*LISTED RECORDS:*
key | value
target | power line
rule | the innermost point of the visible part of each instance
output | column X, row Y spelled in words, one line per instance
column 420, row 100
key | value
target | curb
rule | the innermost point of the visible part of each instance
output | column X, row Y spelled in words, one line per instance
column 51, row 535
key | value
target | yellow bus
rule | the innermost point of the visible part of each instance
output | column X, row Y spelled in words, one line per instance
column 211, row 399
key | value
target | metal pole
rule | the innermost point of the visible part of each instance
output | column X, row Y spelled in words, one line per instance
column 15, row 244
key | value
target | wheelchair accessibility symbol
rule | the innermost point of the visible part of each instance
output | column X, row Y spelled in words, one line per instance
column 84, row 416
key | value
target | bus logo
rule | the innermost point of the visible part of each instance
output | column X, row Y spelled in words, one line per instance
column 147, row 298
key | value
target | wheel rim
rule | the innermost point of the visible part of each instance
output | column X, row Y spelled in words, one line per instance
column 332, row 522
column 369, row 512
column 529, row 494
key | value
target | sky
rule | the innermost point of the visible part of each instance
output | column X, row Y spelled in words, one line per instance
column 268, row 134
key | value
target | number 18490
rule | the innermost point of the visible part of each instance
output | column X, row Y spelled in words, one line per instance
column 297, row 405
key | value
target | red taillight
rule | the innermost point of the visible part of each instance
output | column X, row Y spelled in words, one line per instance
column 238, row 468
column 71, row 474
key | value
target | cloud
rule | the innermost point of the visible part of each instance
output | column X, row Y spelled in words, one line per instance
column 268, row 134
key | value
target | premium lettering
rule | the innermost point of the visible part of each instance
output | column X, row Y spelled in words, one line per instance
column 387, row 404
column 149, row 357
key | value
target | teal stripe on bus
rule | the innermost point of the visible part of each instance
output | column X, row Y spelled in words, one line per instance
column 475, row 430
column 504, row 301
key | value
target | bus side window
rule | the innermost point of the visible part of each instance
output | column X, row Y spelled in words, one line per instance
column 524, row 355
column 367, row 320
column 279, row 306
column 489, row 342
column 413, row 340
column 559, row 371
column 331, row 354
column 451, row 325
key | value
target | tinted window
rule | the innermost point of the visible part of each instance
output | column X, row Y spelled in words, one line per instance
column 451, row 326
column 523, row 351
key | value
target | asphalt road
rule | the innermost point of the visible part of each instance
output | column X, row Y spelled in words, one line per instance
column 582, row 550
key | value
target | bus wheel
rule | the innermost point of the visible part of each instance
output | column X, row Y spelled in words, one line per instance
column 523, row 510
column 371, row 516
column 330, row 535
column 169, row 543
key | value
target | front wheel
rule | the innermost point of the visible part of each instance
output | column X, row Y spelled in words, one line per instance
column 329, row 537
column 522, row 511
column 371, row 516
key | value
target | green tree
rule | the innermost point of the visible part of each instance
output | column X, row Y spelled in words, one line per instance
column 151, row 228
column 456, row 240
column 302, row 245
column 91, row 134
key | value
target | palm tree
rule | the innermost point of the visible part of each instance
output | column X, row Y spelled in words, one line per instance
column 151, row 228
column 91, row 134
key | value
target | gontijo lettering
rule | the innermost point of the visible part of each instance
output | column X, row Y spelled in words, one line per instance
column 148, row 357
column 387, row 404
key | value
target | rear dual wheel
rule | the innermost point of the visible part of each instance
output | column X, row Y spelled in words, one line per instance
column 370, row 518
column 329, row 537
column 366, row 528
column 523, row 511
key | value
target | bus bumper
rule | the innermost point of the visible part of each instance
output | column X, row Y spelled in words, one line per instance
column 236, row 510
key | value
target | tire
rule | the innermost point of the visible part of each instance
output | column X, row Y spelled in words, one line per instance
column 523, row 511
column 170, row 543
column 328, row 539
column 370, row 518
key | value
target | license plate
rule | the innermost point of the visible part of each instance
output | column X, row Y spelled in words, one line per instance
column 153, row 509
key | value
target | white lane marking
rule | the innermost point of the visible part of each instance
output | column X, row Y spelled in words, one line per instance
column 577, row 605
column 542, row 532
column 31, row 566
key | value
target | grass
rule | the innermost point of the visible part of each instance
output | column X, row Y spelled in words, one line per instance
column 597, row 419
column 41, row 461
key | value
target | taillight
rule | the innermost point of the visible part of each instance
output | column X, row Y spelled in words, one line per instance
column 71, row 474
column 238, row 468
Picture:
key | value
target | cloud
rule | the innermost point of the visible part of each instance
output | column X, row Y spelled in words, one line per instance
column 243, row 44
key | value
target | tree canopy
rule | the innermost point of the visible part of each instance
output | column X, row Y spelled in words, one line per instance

*YOUR GOAL:* Could you transcribe the records in full, exactly?

*ANSWER FOR THE TASK:*
key | value
target | power line
rule | the innermost point of the visible part of each instance
output | column X, row Y spelled in words, one line per instance
column 420, row 100
key | value
target | curb
rule | the innermost point of the visible part of each instance
output | column X, row Y spelled in words, one line per instance
column 51, row 535
key | value
target | yellow bus
rule | the innermost point of the visible part of each instance
output | column X, row Y spelled in words, one line per instance
column 211, row 399
key | value
target | metal pole
rule | the innermost point of the visible part of each instance
output | column X, row Y spelled in words, one line per instance
column 15, row 244
key | value
target | wheelchair accessibility symbol
rule | the innermost point of the visible part of each instance
output | column X, row Y spelled in words, one line per instance
column 84, row 416
key | value
target | bus logo
rule | the innermost point of the visible part of each instance
output | column X, row Y spelled in words, one line per instance
column 147, row 298
key | value
target | wheel rim
rule | the innermost point of the visible part of each instance
output | column X, row Y spelled in words, one line per instance
column 332, row 522
column 369, row 512
column 529, row 494
key | value
target | sky
rule | the innermost point of the visible part of each instance
output | column X, row Y spelled in words, one line per instance
column 268, row 134
key | value
target | number 18490
rule | the innermost point of the visible part of each instance
output | column X, row Y spelled in words, one line per instance
column 297, row 405
key | value
target | red taillight
rule | the innermost point of the visible part of each instance
output | column X, row Y spelled in words, one line per instance
column 238, row 468
column 71, row 474
key | value
target | cloud
rule | the innermost point of the visible part of each instance
output | column X, row Y spelled in words, one line per instance
column 268, row 134
key | value
target | premium lettering
rule | the innermost point of the visible part of each instance
output | column X, row Y spelled in words, one line per instance
column 387, row 404
column 149, row 357
key | value
target | teal stripe on bus
rule | the innermost point of the visible part of each instance
output | column X, row Y spelled in words, one line per instance
column 475, row 430
column 504, row 301
key | value
target | bus side window
rule | the innermost point of the visible part of each instance
output | column X, row Y spelled in words, one line per instance
column 524, row 355
column 367, row 320
column 279, row 306
column 489, row 342
column 413, row 340
column 559, row 371
column 331, row 354
column 451, row 325
key | value
target | tinted window
rule | the innermost point of the visible part of each instance
output | column X, row Y spelled in words, one line per instance
column 451, row 326
column 523, row 351
key | value
target | asphalt road
rule | the innermost point of the visible part of each instance
output | column X, row Y spelled in words, one line per instance
column 582, row 550
key | value
target | bus wheel
rule | the innermost point of the visible part of each instance
output | column X, row Y spelled in words, one line per instance
column 523, row 510
column 371, row 516
column 330, row 535
column 169, row 543
key | value
target | front wheel
rule | the innermost point of the visible part of each instance
output | column X, row Y spelled in words, one line per instance
column 329, row 537
column 522, row 511
column 371, row 516
key | value
target | green tree
rule | the innermost point of the visible part of each instance
output | column X, row Y spelled in words, one line per instance
column 151, row 228
column 456, row 240
column 302, row 245
column 91, row 134
key | value
target | palm tree
rule | the innermost point of the visible part of each instance
output | column X, row Y spelled in words, one line per instance
column 151, row 228
column 91, row 134
key | value
target | gontijo lettering
rule | the innermost point of the visible part of each instance
output | column X, row Y spelled in words, one line per instance
column 148, row 357
column 387, row 404
key | value
target | rear dual wheel
rule | the innermost point of the visible part of each instance
output | column X, row Y spelled in words, one line per instance
column 370, row 518
column 329, row 537
column 366, row 528
column 523, row 511
key | value
target | bus bumper
rule | the innermost point of the visible part of each instance
output | column X, row Y spelled in words, one line per instance
column 236, row 510
key | value
target | tire
rule | the innermost point of the visible part of each instance
output | column X, row Y spelled in words, one line per instance
column 523, row 511
column 170, row 543
column 328, row 539
column 370, row 518
key | value
target | license plate
rule | the innermost point of the visible part of each instance
output | column X, row Y spelled in words, one line per instance
column 153, row 509
key | value
target | white lane marking
rule | the innermost point of the visible part of each instance
output | column X, row Y spelled in words, one line per instance
column 577, row 605
column 542, row 532
column 31, row 566
key | value
target | grass
rule | the innermost point of the visible part of each instance
output | column X, row Y spelled in words, one line per instance
column 597, row 419
column 41, row 461
key | value
target | taillight
rule | the innermost point of the visible part of each instance
output | column X, row Y spelled in words, one line per instance
column 71, row 474
column 238, row 468
Picture:
key | value
target | cloud
rule | the innermost point of the visible part of each instance
output | column X, row Y spelled in words, one line per instance
column 243, row 44
key | value
target | tree canopy
rule | the innermost point of the visible part of each instance
output | column X, row Y spelled in words, one line per instance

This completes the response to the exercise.